══ Excerpted passage ══

To examine if the hTOPI gene copy number, protein amount, or enzyme activity could be correlated to cellular CPT sensitivity, the Caco2 and HT29 cultures were exposed to increasing concentration of CPT and the surviving cells were counted and scored as the percentage of the total number of cells. Despite the fact that the Caco2 cells have eight copies of the hTOPI gene, and the HT29 have five, twofold more hTopI protein, and twofold higher activity of hTopI, the Caco2 and HT29 cells had similar sensitivity to CPT (Figure 2A). This was unexpected since hTopI activity had been found to be the best determinant for CPT sensitivity, where high hTopI activity resulted in high cellular CPT sensitivity [21].

═══
══ Extracted records ══

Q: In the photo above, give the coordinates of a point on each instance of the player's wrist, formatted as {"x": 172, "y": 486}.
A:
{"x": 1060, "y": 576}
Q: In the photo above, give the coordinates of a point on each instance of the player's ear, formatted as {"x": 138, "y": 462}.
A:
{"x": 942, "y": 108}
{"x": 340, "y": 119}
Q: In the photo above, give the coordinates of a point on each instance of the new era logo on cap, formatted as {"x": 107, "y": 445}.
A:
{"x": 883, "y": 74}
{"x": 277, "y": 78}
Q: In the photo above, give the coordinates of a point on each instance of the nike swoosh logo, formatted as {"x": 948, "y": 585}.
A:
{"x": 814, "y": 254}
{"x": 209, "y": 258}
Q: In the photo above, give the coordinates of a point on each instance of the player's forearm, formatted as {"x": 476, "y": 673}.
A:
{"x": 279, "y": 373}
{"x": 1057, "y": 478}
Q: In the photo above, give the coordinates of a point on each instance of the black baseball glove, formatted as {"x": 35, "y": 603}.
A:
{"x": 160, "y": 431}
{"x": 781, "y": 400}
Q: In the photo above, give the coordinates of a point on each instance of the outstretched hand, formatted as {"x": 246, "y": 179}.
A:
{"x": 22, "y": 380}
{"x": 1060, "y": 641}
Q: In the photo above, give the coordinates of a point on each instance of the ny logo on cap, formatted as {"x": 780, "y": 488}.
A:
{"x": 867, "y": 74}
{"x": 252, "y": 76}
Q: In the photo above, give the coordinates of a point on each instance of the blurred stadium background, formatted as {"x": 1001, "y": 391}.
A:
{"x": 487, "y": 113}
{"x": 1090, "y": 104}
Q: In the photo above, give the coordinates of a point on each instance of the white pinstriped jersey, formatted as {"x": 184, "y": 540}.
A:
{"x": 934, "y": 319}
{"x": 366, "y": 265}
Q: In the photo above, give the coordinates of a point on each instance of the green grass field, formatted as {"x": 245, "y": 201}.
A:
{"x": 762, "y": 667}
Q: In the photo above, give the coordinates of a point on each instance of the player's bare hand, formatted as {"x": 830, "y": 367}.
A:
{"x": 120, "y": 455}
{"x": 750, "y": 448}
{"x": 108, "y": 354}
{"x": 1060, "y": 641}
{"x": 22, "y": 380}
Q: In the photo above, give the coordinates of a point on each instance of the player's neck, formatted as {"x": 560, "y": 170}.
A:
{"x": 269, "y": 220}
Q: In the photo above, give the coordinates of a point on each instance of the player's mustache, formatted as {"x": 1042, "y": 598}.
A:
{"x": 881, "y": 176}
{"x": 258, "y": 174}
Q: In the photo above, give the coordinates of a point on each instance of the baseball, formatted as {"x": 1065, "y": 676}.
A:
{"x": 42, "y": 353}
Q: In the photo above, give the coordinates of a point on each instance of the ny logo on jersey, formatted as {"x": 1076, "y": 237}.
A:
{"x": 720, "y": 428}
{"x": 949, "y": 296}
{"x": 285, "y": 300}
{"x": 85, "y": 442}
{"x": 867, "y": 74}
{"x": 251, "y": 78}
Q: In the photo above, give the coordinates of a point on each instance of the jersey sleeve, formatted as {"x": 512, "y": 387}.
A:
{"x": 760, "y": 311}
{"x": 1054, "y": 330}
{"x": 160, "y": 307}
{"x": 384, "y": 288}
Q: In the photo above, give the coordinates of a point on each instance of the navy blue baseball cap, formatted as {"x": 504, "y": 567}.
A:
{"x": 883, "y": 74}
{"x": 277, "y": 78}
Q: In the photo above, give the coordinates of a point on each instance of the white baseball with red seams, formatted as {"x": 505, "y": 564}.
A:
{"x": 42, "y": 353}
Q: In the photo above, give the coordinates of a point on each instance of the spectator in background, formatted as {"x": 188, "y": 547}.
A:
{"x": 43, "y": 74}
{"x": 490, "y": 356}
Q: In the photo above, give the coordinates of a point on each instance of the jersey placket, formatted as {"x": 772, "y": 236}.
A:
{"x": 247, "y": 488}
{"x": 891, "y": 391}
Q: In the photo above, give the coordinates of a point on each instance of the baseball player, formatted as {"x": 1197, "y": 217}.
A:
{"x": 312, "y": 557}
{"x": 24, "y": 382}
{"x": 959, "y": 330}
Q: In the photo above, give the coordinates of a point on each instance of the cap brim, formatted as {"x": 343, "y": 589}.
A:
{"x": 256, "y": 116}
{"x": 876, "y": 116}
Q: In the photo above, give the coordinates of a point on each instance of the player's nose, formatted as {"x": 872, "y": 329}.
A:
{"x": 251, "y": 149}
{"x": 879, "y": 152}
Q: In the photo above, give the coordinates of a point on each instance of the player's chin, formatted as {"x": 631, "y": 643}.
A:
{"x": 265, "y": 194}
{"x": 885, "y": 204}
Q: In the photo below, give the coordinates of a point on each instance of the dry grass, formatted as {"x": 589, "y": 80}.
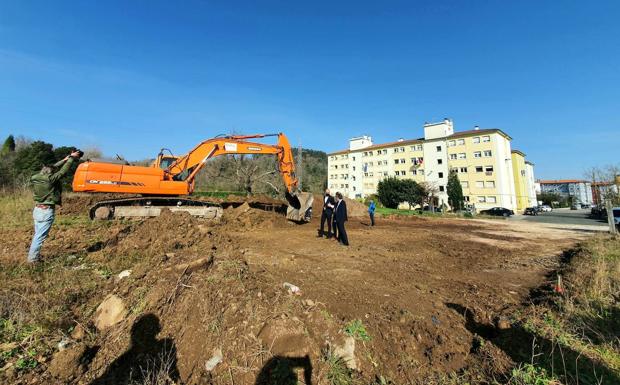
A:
{"x": 15, "y": 207}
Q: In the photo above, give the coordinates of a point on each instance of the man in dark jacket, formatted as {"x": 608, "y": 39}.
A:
{"x": 341, "y": 217}
{"x": 328, "y": 210}
{"x": 47, "y": 191}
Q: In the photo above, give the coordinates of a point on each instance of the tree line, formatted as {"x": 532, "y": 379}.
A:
{"x": 21, "y": 157}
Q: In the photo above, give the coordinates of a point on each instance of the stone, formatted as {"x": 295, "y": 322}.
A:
{"x": 346, "y": 351}
{"x": 66, "y": 365}
{"x": 78, "y": 332}
{"x": 214, "y": 360}
{"x": 110, "y": 312}
{"x": 503, "y": 323}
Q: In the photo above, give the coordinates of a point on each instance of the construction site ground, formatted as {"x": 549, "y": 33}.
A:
{"x": 409, "y": 301}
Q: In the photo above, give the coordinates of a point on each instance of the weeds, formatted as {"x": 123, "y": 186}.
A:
{"x": 337, "y": 371}
{"x": 357, "y": 330}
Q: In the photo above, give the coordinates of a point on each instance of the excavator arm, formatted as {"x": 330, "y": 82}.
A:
{"x": 178, "y": 177}
{"x": 187, "y": 166}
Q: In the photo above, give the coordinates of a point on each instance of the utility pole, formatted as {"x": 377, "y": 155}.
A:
{"x": 299, "y": 164}
{"x": 610, "y": 217}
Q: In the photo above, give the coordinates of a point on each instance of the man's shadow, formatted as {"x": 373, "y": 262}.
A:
{"x": 280, "y": 370}
{"x": 147, "y": 359}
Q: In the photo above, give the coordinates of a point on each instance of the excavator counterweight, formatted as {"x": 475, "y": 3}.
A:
{"x": 169, "y": 180}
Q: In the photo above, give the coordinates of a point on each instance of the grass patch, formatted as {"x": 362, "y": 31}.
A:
{"x": 357, "y": 330}
{"x": 577, "y": 332}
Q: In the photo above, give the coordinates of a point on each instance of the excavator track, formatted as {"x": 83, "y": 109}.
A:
{"x": 144, "y": 207}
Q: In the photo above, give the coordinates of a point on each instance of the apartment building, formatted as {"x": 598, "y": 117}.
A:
{"x": 481, "y": 157}
{"x": 579, "y": 190}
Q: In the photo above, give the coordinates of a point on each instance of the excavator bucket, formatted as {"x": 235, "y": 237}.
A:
{"x": 300, "y": 206}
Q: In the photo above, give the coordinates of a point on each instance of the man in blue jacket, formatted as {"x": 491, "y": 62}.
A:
{"x": 340, "y": 215}
{"x": 371, "y": 212}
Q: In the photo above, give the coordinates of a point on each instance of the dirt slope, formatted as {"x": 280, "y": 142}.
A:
{"x": 197, "y": 289}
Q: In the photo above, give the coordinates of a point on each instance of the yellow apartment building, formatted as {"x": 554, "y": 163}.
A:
{"x": 482, "y": 158}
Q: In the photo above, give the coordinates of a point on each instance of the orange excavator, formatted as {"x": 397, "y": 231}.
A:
{"x": 170, "y": 179}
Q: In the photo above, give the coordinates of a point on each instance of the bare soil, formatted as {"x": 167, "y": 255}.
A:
{"x": 416, "y": 284}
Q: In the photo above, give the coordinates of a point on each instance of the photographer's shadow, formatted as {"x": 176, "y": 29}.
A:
{"x": 147, "y": 358}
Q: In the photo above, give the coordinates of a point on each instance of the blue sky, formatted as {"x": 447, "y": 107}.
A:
{"x": 133, "y": 76}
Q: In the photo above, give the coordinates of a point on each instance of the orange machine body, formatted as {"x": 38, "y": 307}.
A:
{"x": 178, "y": 177}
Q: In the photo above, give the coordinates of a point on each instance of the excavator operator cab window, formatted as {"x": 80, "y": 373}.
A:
{"x": 166, "y": 161}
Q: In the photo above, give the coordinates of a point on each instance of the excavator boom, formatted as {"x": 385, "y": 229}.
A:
{"x": 178, "y": 176}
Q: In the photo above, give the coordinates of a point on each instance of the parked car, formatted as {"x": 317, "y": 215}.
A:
{"x": 498, "y": 211}
{"x": 531, "y": 211}
{"x": 545, "y": 208}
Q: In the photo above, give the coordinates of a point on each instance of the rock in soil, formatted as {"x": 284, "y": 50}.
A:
{"x": 110, "y": 312}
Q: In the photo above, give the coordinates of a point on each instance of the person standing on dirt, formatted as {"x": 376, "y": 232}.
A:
{"x": 47, "y": 192}
{"x": 371, "y": 212}
{"x": 341, "y": 217}
{"x": 328, "y": 210}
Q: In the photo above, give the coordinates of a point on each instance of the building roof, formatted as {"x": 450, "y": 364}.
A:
{"x": 480, "y": 132}
{"x": 562, "y": 181}
{"x": 421, "y": 140}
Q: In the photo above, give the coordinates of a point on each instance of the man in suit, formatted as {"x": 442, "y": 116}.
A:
{"x": 328, "y": 210}
{"x": 341, "y": 217}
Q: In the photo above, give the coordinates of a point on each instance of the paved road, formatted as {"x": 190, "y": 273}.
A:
{"x": 565, "y": 218}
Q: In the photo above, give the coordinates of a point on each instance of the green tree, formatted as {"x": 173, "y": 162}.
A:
{"x": 30, "y": 159}
{"x": 8, "y": 146}
{"x": 390, "y": 192}
{"x": 455, "y": 191}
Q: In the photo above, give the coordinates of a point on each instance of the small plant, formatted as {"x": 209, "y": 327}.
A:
{"x": 27, "y": 362}
{"x": 357, "y": 330}
{"x": 529, "y": 374}
{"x": 337, "y": 371}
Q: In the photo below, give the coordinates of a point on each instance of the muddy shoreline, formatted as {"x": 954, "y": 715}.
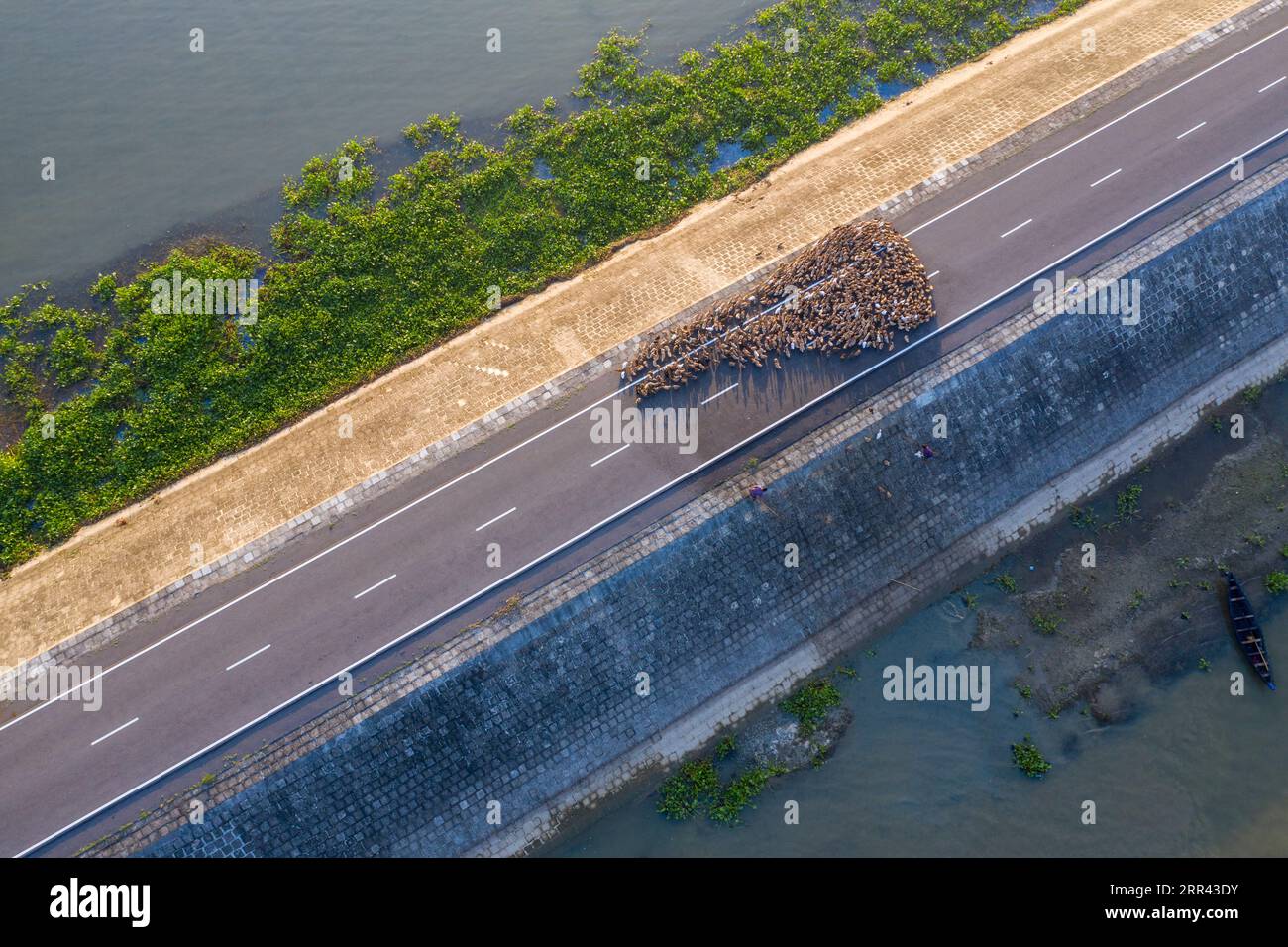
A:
{"x": 1096, "y": 644}
{"x": 1153, "y": 604}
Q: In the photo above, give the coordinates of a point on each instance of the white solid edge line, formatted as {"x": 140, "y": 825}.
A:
{"x": 635, "y": 505}
{"x": 244, "y": 660}
{"x": 1096, "y": 132}
{"x": 608, "y": 397}
{"x": 596, "y": 463}
{"x": 386, "y": 579}
{"x": 722, "y": 390}
{"x": 493, "y": 519}
{"x": 115, "y": 732}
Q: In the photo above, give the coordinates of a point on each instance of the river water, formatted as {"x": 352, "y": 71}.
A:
{"x": 153, "y": 141}
{"x": 1193, "y": 771}
{"x": 1197, "y": 772}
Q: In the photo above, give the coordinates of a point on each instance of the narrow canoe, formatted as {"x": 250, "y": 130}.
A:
{"x": 1247, "y": 631}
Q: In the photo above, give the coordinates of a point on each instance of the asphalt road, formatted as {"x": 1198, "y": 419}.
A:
{"x": 261, "y": 654}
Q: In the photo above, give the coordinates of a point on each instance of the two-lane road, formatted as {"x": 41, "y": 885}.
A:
{"x": 174, "y": 690}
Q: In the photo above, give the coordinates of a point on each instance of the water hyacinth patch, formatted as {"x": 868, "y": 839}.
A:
{"x": 364, "y": 279}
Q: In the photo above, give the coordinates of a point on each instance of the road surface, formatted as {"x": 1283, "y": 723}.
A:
{"x": 258, "y": 655}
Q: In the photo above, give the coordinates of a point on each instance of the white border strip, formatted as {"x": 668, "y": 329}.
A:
{"x": 635, "y": 505}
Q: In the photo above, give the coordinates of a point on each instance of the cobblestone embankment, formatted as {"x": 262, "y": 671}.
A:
{"x": 134, "y": 566}
{"x": 541, "y": 711}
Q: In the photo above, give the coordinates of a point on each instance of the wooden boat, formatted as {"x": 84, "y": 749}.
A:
{"x": 1247, "y": 631}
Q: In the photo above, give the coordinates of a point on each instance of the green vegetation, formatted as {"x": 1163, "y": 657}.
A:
{"x": 1006, "y": 582}
{"x": 1127, "y": 502}
{"x": 1082, "y": 518}
{"x": 1029, "y": 759}
{"x": 724, "y": 748}
{"x": 810, "y": 703}
{"x": 691, "y": 789}
{"x": 741, "y": 792}
{"x": 1044, "y": 622}
{"x": 364, "y": 279}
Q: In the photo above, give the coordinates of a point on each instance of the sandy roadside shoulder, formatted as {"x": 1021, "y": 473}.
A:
{"x": 133, "y": 554}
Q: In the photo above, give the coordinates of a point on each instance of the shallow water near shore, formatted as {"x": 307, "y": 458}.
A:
{"x": 155, "y": 142}
{"x": 1192, "y": 770}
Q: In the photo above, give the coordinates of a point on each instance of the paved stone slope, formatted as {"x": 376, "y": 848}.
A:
{"x": 136, "y": 565}
{"x": 540, "y": 710}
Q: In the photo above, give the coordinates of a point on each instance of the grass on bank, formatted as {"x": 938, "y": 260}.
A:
{"x": 120, "y": 401}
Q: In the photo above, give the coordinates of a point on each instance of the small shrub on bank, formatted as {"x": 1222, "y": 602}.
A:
{"x": 810, "y": 703}
{"x": 1029, "y": 759}
{"x": 362, "y": 281}
{"x": 690, "y": 791}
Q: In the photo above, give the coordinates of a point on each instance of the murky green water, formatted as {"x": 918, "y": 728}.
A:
{"x": 1194, "y": 771}
{"x": 153, "y": 140}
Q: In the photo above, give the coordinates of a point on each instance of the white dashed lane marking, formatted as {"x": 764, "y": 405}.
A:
{"x": 386, "y": 579}
{"x": 244, "y": 660}
{"x": 1018, "y": 227}
{"x": 115, "y": 732}
{"x": 596, "y": 463}
{"x": 494, "y": 519}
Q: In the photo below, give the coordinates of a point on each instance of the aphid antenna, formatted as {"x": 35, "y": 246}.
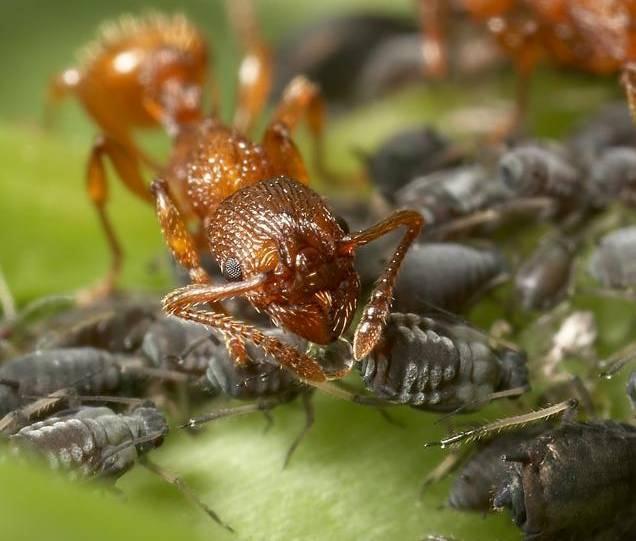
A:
{"x": 7, "y": 301}
{"x": 478, "y": 403}
{"x": 616, "y": 362}
{"x": 507, "y": 423}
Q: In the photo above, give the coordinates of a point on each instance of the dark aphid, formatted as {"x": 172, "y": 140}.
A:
{"x": 446, "y": 275}
{"x": 333, "y": 51}
{"x": 407, "y": 155}
{"x": 531, "y": 171}
{"x": 613, "y": 261}
{"x": 87, "y": 371}
{"x": 476, "y": 482}
{"x": 98, "y": 443}
{"x": 574, "y": 482}
{"x": 88, "y": 441}
{"x": 542, "y": 280}
{"x": 441, "y": 366}
{"x": 611, "y": 127}
{"x": 114, "y": 325}
{"x": 445, "y": 195}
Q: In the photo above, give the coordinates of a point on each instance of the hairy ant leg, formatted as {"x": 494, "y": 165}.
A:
{"x": 301, "y": 98}
{"x": 371, "y": 324}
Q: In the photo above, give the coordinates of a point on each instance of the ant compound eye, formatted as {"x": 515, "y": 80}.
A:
{"x": 232, "y": 270}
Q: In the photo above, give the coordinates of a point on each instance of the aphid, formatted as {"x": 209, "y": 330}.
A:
{"x": 87, "y": 371}
{"x": 542, "y": 280}
{"x": 98, "y": 443}
{"x": 333, "y": 51}
{"x": 432, "y": 364}
{"x": 631, "y": 389}
{"x": 484, "y": 471}
{"x": 139, "y": 72}
{"x": 612, "y": 262}
{"x": 406, "y": 155}
{"x": 446, "y": 275}
{"x": 575, "y": 481}
{"x": 531, "y": 171}
{"x": 613, "y": 177}
{"x": 446, "y": 195}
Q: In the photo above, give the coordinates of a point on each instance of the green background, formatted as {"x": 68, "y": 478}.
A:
{"x": 354, "y": 476}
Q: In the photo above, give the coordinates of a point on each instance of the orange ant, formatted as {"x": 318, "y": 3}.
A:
{"x": 276, "y": 241}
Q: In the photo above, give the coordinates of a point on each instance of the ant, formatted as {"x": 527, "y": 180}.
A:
{"x": 149, "y": 72}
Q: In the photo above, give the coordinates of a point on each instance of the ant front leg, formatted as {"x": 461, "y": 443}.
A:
{"x": 255, "y": 72}
{"x": 371, "y": 324}
{"x": 126, "y": 164}
{"x": 301, "y": 99}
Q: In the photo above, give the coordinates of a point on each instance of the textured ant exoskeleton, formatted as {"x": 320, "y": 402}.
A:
{"x": 456, "y": 276}
{"x": 575, "y": 481}
{"x": 542, "y": 280}
{"x": 97, "y": 443}
{"x": 436, "y": 365}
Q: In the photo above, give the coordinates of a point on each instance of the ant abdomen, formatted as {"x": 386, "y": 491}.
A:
{"x": 430, "y": 364}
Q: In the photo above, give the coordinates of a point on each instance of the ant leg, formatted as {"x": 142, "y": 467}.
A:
{"x": 371, "y": 324}
{"x": 309, "y": 422}
{"x": 509, "y": 422}
{"x": 255, "y": 72}
{"x": 60, "y": 86}
{"x": 179, "y": 239}
{"x": 628, "y": 80}
{"x": 301, "y": 98}
{"x": 176, "y": 481}
{"x": 127, "y": 166}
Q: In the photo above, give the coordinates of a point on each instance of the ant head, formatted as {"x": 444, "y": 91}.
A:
{"x": 283, "y": 231}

═══

→ **Problem set**
a – In the excerpt on CPT sensitivity, how many copies of the hTOPI gene do the Caco2 cells have?
b – Please return the part of the excerpt on CPT sensitivity starting with "To examine if" and going on through "CPT sensitivity [21].".

→ **List of solutions**
a – Eight copies.

b –
To examine if the hTOPI gene copy number, protein amount, or enzyme activity could be correlated to cellular CPT sensitivity, the Caco2 and HT29 cultures were exposed to increasing concentration of CPT and the surviving cells were counted and scored as the percentage of the total number of cells. Despite the fact that the Caco2 cells have eight copies of the hTOPI gene, and the HT29 have five, twofold more hTopI protein, and twofold higher activity of hTopI, the Caco2 and HT29 cells had similar sensitivity to CPT (Figure 2A). This was unexpected since hTopI activity had been found to be the best determinant for CPT sensitivity, where high hTopI activity resulted in high cellular CPT sensitivity [21].